EXCERPTED PASSAGE:
★ ★ ★

Is it possible to apply Bedfords law to a set of numbers that range from 1.00 to 15.00 (accuracy to two decimal places) and how?
Sorry, that’s Benford’s law, not Bedford’s.
The set of numbers I want to test with Benfords law is the results from an exam that I believe was rigged.
Benford’s Law applies only to log-normal distributions, which yours probably is not. The really interesting part of Benford’s Law isn’t the law itself, but the observation that log-normal distributions (or at least, distributions close enough to log-normal that it makes a good approximation) are surprisingly common.
In you case, you would want to start by constructing some model for what you’d expect the distribution to be to begin with. What’s your set of data? Is it the set of scores from the various students who took the exam? Those are usually bimodal, with one hump corresponding to the students who studied, and another hump corresponding to the students who didn’t. A simple model would thus have about five parameters that you’d have to find.
There’s no reason you can’t apply the Benford probabilities to any interval. I’ve been told that people use them to look for bogus “random” data, because people constructing data tend to make numbers beginning with higher numbers too common, and the predictions as generated by Benford give the real rate of incidence.
If it bothers you that you have part of the range covered by the range of 1 to 9, and part by numbers beginning with “1”
, so you think that your results will be skewed, consider this: The Benford vprobabilities are unchanged by multiplication. In other words, it doesn’t matter if you’re cataloguing, say, the lengths of river as measured in miles, or in kilometers. Or in feet, for that matter. So multiply all your numbers by 1/1.5 = 0.666666667 before you take the first digit and “bin” it.
One way you can see that the Benford digits are insenmsitive to such m,ultiplication is to view the numbers as if they’re on a circular slide rule, which has the 1 at the low end joined to the 1 on a linear slide rule at the high end. The probability that a number will begin with a particular digit is proportional to the next number’s width on a slide rule, so “1” shows up as the first digit almost 1/3 of the time (actually 30.103% of the time, since the log base 10 of 2 is 0.30103). If you view numbers generated at random as occupying with equal probability any angle along that circular slide rule, then the probability of a number starting with digit n will be the width of the n + 1 slot on there = (log (n + 1)/ log(n)) Multiplying the digits all by any number is equivalent to simply rotating them relative to the sl;ide rule (just as multiplication on a circular slide rule is equivalewnt to rotating one circular rule relative to another).
Dividing your digits by 1.5 ensures that they all fit in the range 0 to 10, and your digits ought to fill one revolution of that slide rule.
It needs to be over several orders of magnitude. 1 to 15 is only one. Plus 1/3 of those numbers start with 1.
I don’t believe it needs to be over several orders of magnitude, as long as there are a lot of numbers. See my comments above about how to deal with all the numbers that begin with “1”
The law only applies to numbers that are “scale free” (which is somewhat more general than lognormal but that’s the best known case). That assumption would mostly likely not apply to test scores.

★ ★ ★

WRITTEN INSTRUCTION 1:
Duplicate the forum thread on Benford's law from "I don’t believe" to "to test scores.".
The forum thread on Benford's law and the records are unrelated.

(Dataset excerpt)
★ ★ ★

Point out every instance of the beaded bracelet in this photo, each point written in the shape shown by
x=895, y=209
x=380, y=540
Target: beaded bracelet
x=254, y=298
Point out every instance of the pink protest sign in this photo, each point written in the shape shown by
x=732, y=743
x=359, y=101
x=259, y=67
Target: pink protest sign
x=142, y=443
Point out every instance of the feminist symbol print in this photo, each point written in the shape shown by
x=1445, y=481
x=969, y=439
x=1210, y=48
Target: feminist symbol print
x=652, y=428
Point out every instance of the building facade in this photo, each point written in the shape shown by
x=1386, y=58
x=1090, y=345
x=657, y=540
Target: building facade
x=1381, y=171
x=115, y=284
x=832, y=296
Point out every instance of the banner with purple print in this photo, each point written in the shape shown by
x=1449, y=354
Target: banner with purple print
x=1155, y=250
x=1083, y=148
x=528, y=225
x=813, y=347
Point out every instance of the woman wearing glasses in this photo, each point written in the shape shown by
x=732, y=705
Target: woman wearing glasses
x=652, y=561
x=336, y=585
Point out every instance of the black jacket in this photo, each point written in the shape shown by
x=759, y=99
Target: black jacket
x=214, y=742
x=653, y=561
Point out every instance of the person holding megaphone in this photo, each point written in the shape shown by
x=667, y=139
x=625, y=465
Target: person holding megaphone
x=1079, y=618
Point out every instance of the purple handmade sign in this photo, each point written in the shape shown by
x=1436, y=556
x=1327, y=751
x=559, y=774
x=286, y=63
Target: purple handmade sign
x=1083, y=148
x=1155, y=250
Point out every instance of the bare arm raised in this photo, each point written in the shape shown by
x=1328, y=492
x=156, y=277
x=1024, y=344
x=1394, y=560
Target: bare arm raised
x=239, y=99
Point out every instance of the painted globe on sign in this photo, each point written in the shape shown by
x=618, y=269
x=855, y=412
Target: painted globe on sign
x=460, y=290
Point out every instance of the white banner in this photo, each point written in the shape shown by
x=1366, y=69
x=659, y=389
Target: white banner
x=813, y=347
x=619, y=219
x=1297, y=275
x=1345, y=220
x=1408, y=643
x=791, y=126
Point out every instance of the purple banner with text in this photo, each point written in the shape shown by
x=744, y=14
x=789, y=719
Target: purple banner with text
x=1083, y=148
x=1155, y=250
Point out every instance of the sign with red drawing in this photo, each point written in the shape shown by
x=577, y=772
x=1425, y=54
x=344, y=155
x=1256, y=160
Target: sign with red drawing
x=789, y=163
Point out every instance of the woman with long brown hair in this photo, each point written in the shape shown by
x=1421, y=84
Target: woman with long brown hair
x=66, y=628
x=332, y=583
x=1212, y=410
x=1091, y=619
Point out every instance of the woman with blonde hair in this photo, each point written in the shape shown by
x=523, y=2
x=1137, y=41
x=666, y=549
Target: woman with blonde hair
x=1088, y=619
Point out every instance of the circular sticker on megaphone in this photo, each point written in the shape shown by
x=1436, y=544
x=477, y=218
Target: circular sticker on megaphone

★ ★ ★

WRITTEN INSTRUCTION 2:
In the records, rewrite the lines from the line with "Point out every instance of the white" to the line with "x=1091, y=619", swapping "banner" for "flag" and leaving all else unchanged. Give only those lines.

FULL RESPONSE 1:
I don’t believe it needs to be over several orders of magnitude, as long as there are a lot of numbers. See my comments above about how to deal with all the numbers that begin with “1”
The law only applies to numbers that are “scale free” (which is somewhat more general than lognormal but that’s the best known case). That assumption would mostly likely not apply to test scores.

FULL RESPONSE 2:
Point out every instance of the white flag in this photo, each point written in the shape shown by
x=1366, y=69
x=659, y=389
Target: white flag
x=813, y=347
x=619, y=219
x=1297, y=275
x=1345, y=220
x=1408, y=643
x=791, y=126
Point out every instance of the purple flag with text in this photo, each point written in the shape shown by
x=744, y=14
x=789, y=719
Target: purple flag with text
x=1083, y=148
x=1155, y=250
Point out every instance of the sign with red drawing in this photo, each point written in the shape shown by
x=577, y=772
x=1425, y=54
x=344, y=155
x=1256, y=160
Target: sign with red drawing
x=789, y=163
Point out every instance of the woman with long brown hair in this photo, each point written in the shape shown by
x=1421, y=84
Target: woman with long brown hair
x=66, y=628
x=332, y=583
x=1212, y=410
x=1091, y=619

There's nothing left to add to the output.